The data: Begin

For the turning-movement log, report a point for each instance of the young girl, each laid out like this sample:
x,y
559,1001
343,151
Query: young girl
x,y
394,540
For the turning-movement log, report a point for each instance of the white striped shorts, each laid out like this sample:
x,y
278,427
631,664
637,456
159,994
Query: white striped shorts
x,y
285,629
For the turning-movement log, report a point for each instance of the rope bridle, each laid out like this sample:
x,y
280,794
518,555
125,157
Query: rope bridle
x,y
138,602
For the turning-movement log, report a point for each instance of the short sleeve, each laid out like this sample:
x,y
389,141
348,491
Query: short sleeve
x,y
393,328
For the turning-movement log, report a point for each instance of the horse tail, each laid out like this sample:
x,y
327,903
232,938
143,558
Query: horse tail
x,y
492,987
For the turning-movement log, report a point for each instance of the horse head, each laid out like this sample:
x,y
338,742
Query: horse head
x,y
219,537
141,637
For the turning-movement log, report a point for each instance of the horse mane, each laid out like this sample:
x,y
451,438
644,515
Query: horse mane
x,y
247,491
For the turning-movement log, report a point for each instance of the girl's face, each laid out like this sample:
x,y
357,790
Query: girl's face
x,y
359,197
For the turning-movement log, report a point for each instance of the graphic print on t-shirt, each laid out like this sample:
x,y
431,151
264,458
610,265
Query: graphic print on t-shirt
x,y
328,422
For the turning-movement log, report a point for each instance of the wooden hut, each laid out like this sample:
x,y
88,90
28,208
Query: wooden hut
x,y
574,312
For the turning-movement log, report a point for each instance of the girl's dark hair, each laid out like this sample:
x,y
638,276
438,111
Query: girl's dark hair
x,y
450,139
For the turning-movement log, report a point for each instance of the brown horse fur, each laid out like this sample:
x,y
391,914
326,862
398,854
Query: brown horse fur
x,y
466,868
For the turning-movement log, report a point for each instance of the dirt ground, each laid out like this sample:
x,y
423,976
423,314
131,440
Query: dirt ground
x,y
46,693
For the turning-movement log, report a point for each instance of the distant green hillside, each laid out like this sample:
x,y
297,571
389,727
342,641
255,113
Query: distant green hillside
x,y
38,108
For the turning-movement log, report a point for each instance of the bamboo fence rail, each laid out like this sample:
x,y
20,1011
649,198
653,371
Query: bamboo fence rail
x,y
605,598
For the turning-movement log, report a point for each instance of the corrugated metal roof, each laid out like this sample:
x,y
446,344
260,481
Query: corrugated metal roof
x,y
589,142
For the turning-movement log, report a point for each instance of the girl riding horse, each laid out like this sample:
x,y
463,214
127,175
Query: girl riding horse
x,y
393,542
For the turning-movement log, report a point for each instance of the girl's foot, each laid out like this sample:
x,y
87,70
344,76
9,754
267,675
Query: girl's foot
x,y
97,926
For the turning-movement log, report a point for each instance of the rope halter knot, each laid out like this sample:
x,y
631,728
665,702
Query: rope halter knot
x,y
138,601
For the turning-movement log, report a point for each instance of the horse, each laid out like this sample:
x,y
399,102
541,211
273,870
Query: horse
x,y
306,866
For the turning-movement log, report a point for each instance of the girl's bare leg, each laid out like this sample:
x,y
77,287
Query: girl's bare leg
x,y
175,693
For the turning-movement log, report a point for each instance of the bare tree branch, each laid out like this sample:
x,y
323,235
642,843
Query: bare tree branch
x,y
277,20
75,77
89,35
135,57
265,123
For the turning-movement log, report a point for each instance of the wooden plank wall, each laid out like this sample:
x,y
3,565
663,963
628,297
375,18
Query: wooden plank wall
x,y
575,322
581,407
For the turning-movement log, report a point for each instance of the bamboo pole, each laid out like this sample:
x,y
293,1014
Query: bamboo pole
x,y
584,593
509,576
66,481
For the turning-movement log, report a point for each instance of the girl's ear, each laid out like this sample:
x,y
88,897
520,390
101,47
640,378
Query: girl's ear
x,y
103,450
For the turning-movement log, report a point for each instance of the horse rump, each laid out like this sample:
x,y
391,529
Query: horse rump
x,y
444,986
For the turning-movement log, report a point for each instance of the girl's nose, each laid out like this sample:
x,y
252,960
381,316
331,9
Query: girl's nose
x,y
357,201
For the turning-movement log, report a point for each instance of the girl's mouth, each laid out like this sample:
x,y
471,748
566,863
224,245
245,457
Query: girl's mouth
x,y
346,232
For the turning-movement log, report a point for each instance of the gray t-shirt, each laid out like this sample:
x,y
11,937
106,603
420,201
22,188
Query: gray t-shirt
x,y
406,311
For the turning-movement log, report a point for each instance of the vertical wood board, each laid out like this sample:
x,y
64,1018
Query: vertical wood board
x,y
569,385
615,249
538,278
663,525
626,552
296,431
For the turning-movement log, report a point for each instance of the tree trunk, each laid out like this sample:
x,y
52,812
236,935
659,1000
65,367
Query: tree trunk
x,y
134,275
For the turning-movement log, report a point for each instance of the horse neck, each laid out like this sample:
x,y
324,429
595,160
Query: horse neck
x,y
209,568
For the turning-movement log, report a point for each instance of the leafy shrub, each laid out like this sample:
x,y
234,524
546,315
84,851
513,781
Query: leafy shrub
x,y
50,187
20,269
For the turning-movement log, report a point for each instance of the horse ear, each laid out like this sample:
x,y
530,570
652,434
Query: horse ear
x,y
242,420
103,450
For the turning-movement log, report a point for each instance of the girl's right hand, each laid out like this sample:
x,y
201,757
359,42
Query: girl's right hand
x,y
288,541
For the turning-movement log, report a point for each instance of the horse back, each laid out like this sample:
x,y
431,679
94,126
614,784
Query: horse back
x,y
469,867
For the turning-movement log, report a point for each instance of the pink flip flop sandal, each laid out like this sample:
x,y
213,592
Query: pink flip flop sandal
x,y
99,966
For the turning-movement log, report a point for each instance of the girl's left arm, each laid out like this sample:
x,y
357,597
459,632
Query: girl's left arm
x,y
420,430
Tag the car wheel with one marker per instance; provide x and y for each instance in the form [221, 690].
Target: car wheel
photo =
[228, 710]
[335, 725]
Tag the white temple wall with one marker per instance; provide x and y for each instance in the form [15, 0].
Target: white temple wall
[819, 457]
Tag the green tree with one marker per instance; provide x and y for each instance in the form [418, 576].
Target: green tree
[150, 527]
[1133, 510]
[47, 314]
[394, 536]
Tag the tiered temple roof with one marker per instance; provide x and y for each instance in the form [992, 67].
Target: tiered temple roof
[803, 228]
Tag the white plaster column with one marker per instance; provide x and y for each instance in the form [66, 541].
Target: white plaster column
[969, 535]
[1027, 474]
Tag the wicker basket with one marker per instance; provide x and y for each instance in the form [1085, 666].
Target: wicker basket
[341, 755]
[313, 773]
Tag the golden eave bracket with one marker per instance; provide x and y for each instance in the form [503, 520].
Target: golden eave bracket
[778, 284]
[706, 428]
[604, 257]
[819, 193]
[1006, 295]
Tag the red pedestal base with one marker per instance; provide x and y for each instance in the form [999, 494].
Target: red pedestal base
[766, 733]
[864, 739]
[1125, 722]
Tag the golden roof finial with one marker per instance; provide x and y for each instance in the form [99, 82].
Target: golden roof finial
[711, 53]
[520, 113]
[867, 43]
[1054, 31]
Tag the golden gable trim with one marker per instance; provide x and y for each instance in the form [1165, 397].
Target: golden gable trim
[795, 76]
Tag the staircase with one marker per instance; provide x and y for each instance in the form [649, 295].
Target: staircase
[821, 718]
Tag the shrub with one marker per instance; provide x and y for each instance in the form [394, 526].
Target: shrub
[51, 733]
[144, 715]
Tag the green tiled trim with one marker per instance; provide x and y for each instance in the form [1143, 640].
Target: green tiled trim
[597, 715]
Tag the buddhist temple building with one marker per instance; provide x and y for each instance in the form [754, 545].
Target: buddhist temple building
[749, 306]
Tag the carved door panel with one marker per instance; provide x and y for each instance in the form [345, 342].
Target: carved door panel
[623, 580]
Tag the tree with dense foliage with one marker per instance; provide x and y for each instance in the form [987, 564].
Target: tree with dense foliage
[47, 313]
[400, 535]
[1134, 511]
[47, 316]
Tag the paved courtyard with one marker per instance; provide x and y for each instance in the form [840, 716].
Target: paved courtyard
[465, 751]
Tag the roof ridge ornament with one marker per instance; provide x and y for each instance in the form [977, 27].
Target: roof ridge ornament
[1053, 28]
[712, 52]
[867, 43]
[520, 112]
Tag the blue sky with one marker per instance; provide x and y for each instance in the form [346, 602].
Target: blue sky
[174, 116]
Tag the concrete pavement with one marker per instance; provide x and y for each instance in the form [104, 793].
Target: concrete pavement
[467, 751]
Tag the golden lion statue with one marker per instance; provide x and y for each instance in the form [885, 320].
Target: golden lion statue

The data: End

What needs to be done: Return a copy of each line in the records above that has "wheel" in it.

Exercise output:
Tag the car wheel with one marker per instance; provide x and y for each instance in the form [221, 690].
Target: car wheel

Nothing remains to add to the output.